• INSTRUCTION: Locate every line in the records below that contains the string "base" and copy each one in full. Case counts when matching.
>> BEGIN DATASET
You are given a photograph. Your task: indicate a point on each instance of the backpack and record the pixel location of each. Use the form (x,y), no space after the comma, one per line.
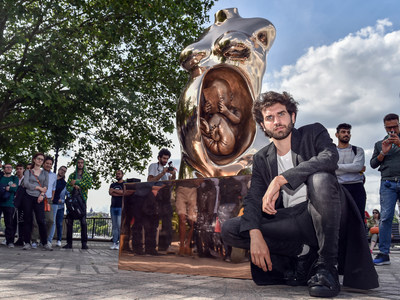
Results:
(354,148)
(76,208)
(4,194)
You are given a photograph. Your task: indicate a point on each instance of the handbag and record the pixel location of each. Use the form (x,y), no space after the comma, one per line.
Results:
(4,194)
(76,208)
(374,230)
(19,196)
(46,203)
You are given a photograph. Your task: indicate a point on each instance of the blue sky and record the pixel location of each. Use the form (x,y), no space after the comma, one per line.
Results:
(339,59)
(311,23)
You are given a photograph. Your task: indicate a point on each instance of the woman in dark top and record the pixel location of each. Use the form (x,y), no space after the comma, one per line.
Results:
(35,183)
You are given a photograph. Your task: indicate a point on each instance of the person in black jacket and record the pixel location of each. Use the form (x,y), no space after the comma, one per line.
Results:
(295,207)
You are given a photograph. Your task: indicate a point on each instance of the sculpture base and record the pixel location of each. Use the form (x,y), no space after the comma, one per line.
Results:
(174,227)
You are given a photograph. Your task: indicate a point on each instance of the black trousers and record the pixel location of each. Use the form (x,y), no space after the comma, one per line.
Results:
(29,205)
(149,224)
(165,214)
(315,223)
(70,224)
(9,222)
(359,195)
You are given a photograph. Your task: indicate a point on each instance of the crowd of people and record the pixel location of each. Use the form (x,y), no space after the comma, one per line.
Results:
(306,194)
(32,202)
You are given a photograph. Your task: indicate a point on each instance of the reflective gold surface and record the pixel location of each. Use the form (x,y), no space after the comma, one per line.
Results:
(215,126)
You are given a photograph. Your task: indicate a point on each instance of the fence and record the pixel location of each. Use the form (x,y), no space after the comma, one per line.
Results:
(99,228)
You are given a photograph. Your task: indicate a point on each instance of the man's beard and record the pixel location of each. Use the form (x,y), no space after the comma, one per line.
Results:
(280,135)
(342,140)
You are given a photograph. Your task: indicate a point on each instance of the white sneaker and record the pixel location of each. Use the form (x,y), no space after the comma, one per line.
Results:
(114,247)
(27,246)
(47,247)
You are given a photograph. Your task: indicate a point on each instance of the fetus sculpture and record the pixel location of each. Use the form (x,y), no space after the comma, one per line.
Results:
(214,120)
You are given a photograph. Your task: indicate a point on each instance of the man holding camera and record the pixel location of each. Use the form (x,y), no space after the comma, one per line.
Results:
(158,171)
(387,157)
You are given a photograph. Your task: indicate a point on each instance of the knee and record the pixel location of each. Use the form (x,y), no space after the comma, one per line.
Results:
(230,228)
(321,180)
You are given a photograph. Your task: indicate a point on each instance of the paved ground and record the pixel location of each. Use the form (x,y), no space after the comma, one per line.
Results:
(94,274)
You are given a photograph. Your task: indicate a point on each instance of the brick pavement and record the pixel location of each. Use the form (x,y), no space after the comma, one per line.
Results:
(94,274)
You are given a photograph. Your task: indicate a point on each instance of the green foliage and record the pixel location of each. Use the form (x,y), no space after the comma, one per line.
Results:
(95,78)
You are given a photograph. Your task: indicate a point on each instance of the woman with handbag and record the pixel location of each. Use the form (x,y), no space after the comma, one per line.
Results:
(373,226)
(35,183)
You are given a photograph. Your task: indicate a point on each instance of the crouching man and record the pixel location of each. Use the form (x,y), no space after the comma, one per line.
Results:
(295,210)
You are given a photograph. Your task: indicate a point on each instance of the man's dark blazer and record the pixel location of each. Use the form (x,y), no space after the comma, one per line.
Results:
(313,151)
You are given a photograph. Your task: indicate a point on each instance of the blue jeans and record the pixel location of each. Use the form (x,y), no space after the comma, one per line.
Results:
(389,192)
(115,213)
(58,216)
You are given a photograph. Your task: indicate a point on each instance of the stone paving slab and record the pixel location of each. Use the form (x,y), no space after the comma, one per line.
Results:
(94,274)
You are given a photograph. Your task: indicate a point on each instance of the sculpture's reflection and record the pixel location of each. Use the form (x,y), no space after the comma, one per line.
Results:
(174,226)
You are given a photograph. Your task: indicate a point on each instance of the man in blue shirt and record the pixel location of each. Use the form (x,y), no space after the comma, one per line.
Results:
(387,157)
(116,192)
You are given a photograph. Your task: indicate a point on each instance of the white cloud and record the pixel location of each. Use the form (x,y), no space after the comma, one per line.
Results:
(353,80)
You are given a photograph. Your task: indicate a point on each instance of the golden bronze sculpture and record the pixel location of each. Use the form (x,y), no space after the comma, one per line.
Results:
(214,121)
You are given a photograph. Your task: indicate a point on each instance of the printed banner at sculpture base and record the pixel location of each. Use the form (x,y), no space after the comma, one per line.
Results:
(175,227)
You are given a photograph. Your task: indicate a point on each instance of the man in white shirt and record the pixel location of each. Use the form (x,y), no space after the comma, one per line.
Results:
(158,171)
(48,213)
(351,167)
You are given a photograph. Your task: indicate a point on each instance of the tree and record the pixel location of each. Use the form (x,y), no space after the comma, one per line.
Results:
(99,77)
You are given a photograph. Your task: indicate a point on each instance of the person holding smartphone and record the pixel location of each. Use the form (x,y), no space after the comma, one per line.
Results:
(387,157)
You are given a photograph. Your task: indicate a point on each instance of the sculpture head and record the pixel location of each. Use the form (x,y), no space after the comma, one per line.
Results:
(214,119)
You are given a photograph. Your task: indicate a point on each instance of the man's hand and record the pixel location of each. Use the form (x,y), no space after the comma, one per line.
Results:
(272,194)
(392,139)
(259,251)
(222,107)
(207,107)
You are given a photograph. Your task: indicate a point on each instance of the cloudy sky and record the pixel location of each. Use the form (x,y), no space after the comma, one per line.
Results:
>> END DATASET
>> BEGIN DATASET
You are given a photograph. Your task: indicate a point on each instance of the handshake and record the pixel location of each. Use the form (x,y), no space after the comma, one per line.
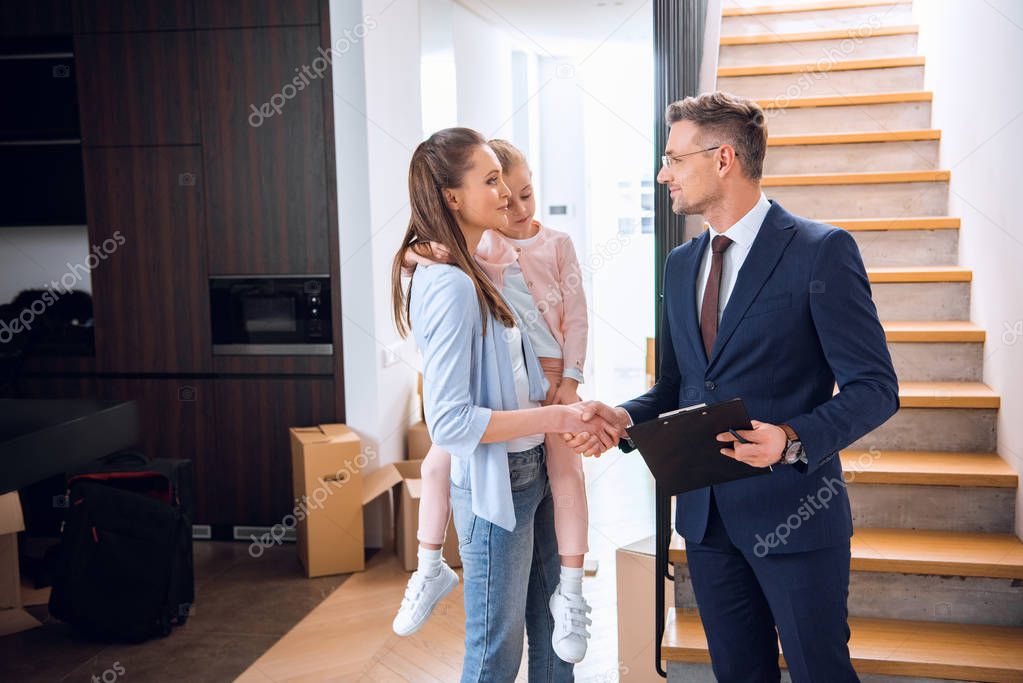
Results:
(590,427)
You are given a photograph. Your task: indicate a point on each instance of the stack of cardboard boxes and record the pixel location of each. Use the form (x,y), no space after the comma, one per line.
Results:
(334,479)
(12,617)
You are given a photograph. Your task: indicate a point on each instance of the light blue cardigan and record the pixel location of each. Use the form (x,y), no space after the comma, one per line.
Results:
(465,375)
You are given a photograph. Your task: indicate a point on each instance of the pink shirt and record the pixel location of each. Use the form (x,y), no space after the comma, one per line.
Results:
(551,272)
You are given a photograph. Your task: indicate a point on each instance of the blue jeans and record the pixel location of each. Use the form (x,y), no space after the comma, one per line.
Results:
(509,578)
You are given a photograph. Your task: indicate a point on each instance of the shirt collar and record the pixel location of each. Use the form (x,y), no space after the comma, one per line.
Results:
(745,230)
>> END DATASET
• EXPECTED OUTPUT:
You are given a photograph. Your task: indicate a point on each instance of the sculpture base and record the pixel location of each. Use the form (x,y), no space after the comma, one per line.
You are given a photograph. Your task: indicate a point on each instance of the printed banner at sculpture base and record the pixel location of each. Use the form (x,y), no space after the comma, one per line.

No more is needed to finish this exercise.